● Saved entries
--------------------

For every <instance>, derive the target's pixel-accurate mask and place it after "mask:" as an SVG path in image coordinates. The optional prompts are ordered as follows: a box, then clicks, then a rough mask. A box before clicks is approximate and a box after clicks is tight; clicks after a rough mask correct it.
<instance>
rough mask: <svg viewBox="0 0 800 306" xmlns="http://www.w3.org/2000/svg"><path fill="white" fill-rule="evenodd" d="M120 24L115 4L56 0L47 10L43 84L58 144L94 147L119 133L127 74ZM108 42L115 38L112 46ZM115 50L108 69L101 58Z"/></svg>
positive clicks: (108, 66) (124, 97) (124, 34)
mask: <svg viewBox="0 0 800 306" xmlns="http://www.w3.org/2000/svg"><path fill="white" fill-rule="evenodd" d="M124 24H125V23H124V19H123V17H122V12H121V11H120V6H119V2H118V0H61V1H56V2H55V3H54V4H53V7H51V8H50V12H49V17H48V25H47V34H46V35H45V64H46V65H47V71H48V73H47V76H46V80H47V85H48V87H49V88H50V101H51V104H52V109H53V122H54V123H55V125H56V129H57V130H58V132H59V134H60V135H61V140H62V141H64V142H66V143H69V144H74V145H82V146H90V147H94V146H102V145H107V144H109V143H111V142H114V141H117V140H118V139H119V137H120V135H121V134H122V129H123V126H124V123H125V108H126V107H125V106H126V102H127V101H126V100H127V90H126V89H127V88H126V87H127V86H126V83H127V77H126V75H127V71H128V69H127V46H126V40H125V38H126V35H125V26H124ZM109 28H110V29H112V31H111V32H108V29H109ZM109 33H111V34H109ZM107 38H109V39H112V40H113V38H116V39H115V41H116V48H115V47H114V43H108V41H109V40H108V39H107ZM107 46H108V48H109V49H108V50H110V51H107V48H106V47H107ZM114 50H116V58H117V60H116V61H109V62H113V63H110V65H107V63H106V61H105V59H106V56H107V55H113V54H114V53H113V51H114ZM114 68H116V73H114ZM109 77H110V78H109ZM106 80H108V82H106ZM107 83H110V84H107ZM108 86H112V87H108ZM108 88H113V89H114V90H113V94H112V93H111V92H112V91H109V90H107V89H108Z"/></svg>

--------------------

Rewrite everything from the start of the saved entries down to the line containing "positive clicks: (108, 66)", putting "coarse mask" wherever "rough mask" appears and leaving all else unchanged.

● Solution
For every <instance>, derive the target's pixel-accurate mask and place it after "mask:" as an SVG path in image coordinates. The optional prompts are ordered as follows: a box, then clicks, then a coarse mask. A box before clicks is approximate and a box after clicks is tight; clicks after a coarse mask correct it.
<instance>
coarse mask: <svg viewBox="0 0 800 306" xmlns="http://www.w3.org/2000/svg"><path fill="white" fill-rule="evenodd" d="M120 24L115 4L56 0L47 10L43 84L58 144L94 147L119 133L127 74ZM108 42L115 38L112 46ZM115 50L108 69L101 58Z"/></svg>
positive clicks: (108, 66) (124, 97) (124, 34)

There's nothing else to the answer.